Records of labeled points
━━━━

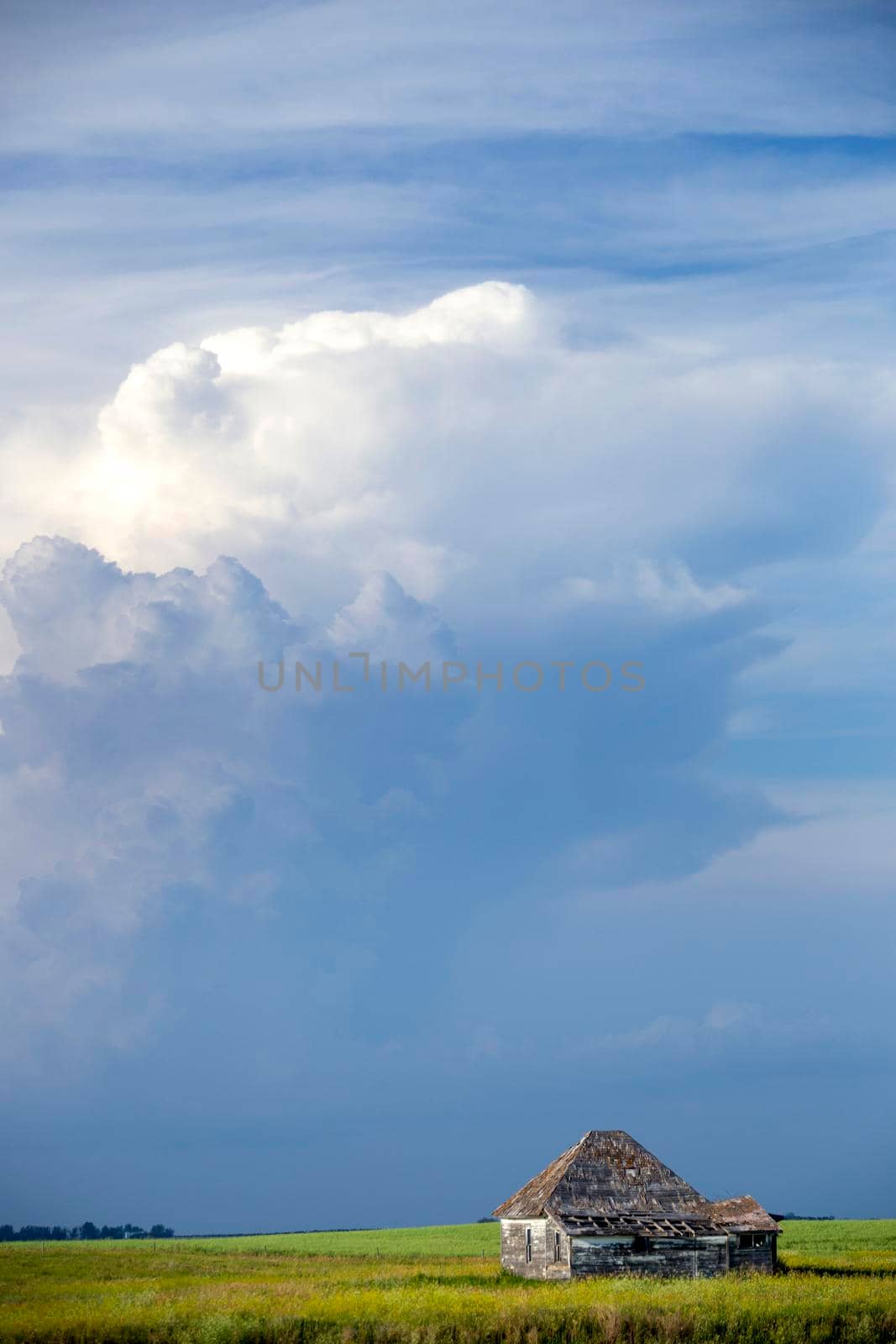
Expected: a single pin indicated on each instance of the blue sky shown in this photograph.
(476, 333)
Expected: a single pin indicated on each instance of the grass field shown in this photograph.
(432, 1285)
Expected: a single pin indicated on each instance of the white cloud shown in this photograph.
(454, 447)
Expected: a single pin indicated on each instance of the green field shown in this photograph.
(432, 1285)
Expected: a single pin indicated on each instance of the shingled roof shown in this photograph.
(606, 1173)
(743, 1214)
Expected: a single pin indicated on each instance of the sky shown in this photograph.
(547, 338)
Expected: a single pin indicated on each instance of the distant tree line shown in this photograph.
(85, 1233)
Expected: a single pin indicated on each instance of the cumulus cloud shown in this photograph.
(459, 481)
(143, 769)
(469, 449)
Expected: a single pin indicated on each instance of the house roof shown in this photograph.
(606, 1173)
(743, 1214)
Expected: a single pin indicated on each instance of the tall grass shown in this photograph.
(208, 1292)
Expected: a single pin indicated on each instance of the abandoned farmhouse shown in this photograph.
(607, 1206)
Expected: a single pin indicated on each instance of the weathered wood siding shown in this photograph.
(759, 1260)
(665, 1257)
(543, 1265)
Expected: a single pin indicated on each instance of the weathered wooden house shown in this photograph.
(607, 1206)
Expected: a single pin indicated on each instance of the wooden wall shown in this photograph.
(664, 1257)
(543, 1263)
(580, 1257)
(757, 1258)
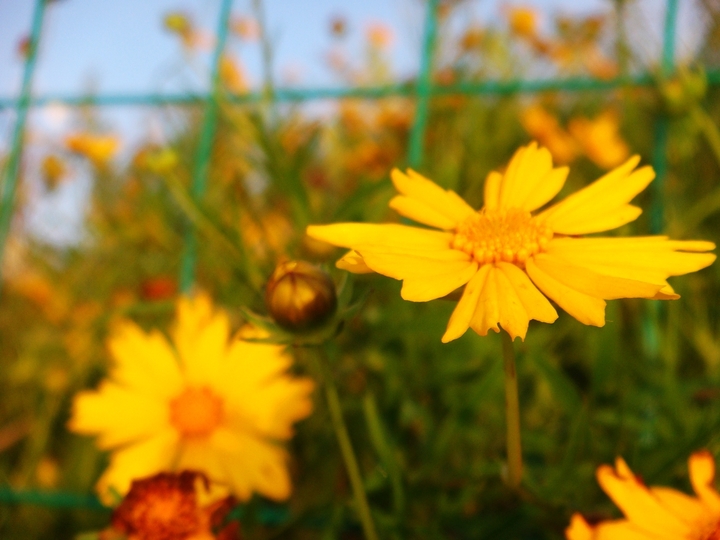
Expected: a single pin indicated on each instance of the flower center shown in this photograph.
(511, 235)
(196, 412)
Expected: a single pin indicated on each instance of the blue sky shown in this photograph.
(121, 47)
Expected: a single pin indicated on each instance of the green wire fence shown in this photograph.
(423, 91)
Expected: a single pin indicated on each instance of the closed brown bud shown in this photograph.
(300, 296)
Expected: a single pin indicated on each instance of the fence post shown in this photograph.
(667, 66)
(424, 86)
(204, 152)
(12, 173)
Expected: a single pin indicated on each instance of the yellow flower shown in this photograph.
(600, 139)
(655, 513)
(97, 148)
(544, 127)
(506, 256)
(207, 404)
(523, 21)
(232, 75)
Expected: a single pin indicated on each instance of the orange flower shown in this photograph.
(232, 76)
(655, 513)
(379, 35)
(97, 148)
(544, 127)
(523, 21)
(170, 506)
(600, 139)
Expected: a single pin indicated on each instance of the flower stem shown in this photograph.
(512, 414)
(348, 454)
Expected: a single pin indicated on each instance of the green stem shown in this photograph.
(709, 129)
(348, 454)
(512, 413)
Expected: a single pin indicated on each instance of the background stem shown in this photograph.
(512, 413)
(348, 454)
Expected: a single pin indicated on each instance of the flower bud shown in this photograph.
(300, 296)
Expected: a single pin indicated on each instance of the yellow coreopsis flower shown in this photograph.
(97, 148)
(207, 404)
(510, 259)
(655, 513)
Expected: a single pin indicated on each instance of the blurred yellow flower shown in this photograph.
(53, 170)
(232, 76)
(206, 404)
(546, 129)
(180, 23)
(655, 513)
(379, 35)
(97, 148)
(600, 139)
(510, 259)
(523, 21)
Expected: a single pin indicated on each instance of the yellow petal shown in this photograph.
(487, 312)
(686, 508)
(514, 319)
(197, 454)
(136, 461)
(586, 309)
(118, 415)
(510, 177)
(650, 259)
(492, 190)
(603, 205)
(623, 529)
(463, 312)
(432, 197)
(702, 477)
(639, 506)
(545, 189)
(536, 305)
(273, 408)
(401, 265)
(592, 283)
(144, 362)
(201, 335)
(388, 235)
(421, 212)
(530, 180)
(422, 288)
(259, 393)
(353, 262)
(249, 366)
(579, 529)
(253, 465)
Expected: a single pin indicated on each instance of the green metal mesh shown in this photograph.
(423, 91)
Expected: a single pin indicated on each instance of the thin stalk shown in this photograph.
(512, 414)
(348, 454)
(709, 129)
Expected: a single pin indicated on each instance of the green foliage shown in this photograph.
(426, 419)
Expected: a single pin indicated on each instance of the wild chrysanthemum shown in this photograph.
(510, 259)
(655, 513)
(207, 404)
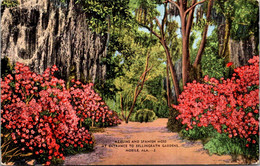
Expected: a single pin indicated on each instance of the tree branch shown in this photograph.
(194, 5)
(190, 20)
(174, 4)
(137, 89)
(145, 26)
(164, 20)
(204, 37)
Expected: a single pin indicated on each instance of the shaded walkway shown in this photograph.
(113, 147)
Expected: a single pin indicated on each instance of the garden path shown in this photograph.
(178, 152)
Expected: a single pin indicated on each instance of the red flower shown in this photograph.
(229, 64)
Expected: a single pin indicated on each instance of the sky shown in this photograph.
(161, 10)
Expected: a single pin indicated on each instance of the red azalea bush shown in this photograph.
(41, 115)
(230, 106)
(90, 107)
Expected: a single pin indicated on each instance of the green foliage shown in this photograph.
(9, 3)
(143, 115)
(221, 144)
(105, 14)
(211, 63)
(243, 15)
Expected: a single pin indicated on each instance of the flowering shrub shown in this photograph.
(230, 106)
(90, 107)
(43, 117)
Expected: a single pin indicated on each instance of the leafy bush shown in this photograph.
(40, 114)
(144, 115)
(89, 104)
(229, 106)
(221, 144)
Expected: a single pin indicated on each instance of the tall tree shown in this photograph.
(145, 16)
(186, 13)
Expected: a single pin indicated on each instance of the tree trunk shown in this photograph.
(172, 70)
(168, 85)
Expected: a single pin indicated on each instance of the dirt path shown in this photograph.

━━━━

**WRITTEN PROBLEM**. Would you give again, word for word, every line from the one with "shrub shown in this photograph." through the final line of the listing above?

**FULL RESPONSE**.
Expected: a single pin indicated on each instance of the flowering shrub shown in this photograph.
(230, 106)
(90, 107)
(43, 117)
Expected: a single pin indicated on each instance of the leafy bush shown in this photograph.
(40, 114)
(144, 115)
(89, 104)
(229, 106)
(221, 144)
Expected: a single pin indicated on each instance of the tall tree shown in this photograph.
(145, 16)
(186, 13)
Expected: a single pin indicated on each instance of the tree trunk shown in this photograph.
(172, 70)
(168, 85)
Expected: a single pin indicated on each instance of the dirt path shown in this photograph.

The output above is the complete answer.